[Data excerpts]
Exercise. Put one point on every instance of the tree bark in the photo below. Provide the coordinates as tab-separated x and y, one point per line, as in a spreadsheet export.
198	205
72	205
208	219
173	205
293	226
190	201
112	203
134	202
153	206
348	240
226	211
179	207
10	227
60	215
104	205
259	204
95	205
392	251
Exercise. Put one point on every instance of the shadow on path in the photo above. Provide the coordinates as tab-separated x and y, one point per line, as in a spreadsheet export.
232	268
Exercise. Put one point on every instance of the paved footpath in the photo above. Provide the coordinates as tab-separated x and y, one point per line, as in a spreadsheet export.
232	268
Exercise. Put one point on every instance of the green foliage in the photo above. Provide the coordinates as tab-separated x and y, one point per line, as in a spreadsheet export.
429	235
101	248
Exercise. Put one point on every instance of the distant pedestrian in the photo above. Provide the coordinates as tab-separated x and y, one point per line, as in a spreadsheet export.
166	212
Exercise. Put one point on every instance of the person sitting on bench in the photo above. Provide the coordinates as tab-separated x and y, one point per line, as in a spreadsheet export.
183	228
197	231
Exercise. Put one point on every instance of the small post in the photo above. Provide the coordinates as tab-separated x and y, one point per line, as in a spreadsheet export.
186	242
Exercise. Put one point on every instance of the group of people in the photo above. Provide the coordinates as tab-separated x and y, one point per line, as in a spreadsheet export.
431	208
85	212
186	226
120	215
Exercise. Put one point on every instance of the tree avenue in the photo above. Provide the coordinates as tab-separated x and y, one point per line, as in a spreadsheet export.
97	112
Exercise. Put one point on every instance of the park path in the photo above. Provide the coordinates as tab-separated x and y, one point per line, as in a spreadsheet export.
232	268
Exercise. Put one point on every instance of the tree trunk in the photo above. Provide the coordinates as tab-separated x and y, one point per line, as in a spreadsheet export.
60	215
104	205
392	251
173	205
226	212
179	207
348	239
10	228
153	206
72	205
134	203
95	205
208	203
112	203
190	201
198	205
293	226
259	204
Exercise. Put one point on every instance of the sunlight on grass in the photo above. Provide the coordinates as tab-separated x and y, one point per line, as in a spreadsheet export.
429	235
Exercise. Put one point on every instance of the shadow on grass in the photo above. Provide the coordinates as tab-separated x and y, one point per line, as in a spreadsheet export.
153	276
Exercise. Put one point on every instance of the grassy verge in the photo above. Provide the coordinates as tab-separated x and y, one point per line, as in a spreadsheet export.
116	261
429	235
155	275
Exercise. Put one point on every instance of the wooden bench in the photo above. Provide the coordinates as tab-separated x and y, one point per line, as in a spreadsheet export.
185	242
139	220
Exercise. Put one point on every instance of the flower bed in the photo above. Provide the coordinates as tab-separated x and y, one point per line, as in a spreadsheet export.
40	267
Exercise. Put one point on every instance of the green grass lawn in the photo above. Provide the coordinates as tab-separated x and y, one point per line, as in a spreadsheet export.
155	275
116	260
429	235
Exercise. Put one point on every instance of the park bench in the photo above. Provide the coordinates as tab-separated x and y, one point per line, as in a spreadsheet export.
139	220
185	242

## [Assignment]
From the data above, give every line again exactly as it appears.

## [Exercise answer]
Exercise. Put one point on every instance of the tree bark in the photo below. Provide the coordinates as tab-separated x and y, one point per line, as in a spreadsheet export.
198	205
72	205
208	219
173	205
293	226
190	201
112	203
134	202
153	206
348	240
226	211
179	207
10	227
60	215
104	205
259	204
95	205
392	251
Exercise. Put one point on every instance of the shadow on path in the photo above. Provide the coordinates as tab-separated x and y, one point per line, as in a spreadsheet export.
232	268
Exercise. Put one point on every instance of the paved footpath in the photo above. Provide the coordinates as tab-separated x and y, one point per line, as in a spreadsheet export.
232	268
Exercise. Put one point on every instance of the green foliage in the photo above. Provide the coordinates as tab-separated x and y, one point per line, as in a spreadsheet export.
429	235
101	248
Exercise. Put one point on every instance of the distant pedestrian in the photo above. Provide the coordinates as tab-separated x and y, one point per line, as in a spreadsheet export.
166	212
Exercise. Put one point on every instance of the person sitting on bench in the photo above. Provide the coordinates as tab-separated x and y, one point per line, as in a spreadsheet export.
183	228
197	231
Exercise. Put one point on every instance of the small post in the photo above. Provide the coordinates as tab-separated x and y, one point per line, as in a spreadsheet export.
186	242
Exercise. Put one point on every instance of the group of people in the photo above. Provide the coordinates as tab-separated x and y, one point per line, as in a spreadsheet export.
431	208
85	212
186	226
120	215
Exercise. Put one point on every instance of the tree avenue in the photo above. Provide the coordinates as tab-separated x and y, one point per line, as in a spreadsheet export.
97	112
Exercise. Put one point on every instance of the park path in the photo above. Provide the coordinates as tab-separated x and y, one point per line, as in a spreadsheet export.
232	268
Exercise. Put one point on every instance of the tree trunk in the photo above. Provide the coordinates as tab-separated x and y, one point per line, as in a spreadsheet export.
60	215
104	205
392	251
173	205
226	212
179	207
348	239
10	228
153	206
72	205
134	203
95	205
208	203
112	203
190	201
198	205
293	226
259	204
Exercise. Put one point on every instance of the sunlight on grass in the photo above. Provide the coordinates as tab-separated x and y, one point per line, as in a spreadsheet export.
429	235
Exercise. Put one point on every instance of the shadow on grass in the photo above. Provide the coordinates as tab-separated x and y, one point per line, as in a spreadsheet export.
153	276
Exercise. Put one point on every instance of the grassy verge in the photo above. Provide the coordinates as tab-separated x and y, one point per line, as in a spreadsheet export.
116	261
429	235
155	275
Exercise. Put one point on every instance of the wooden bench in the photo above. Provide the coordinates as tab-separated x and y, one point per line, as in a spreadsheet export.
185	242
139	220
Exercise. Put one point on every instance of the flower bed in the photo above. Provide the coordinates as tab-separated x and y, one point per line, as in a spreadsheet export.
40	267
Exercise. Put one point on every instance of the green grass lawn in the photo above. Provide the coordinates as tab-separated x and y, one point per line, as in a spreadsheet export.
155	275
116	260
429	235
Exercise. Put one point on every instance of the park bench in the photo above. Provide the coordinates as tab-separated x and y, one point per line, as in a spreadsheet export.
139	220
185	242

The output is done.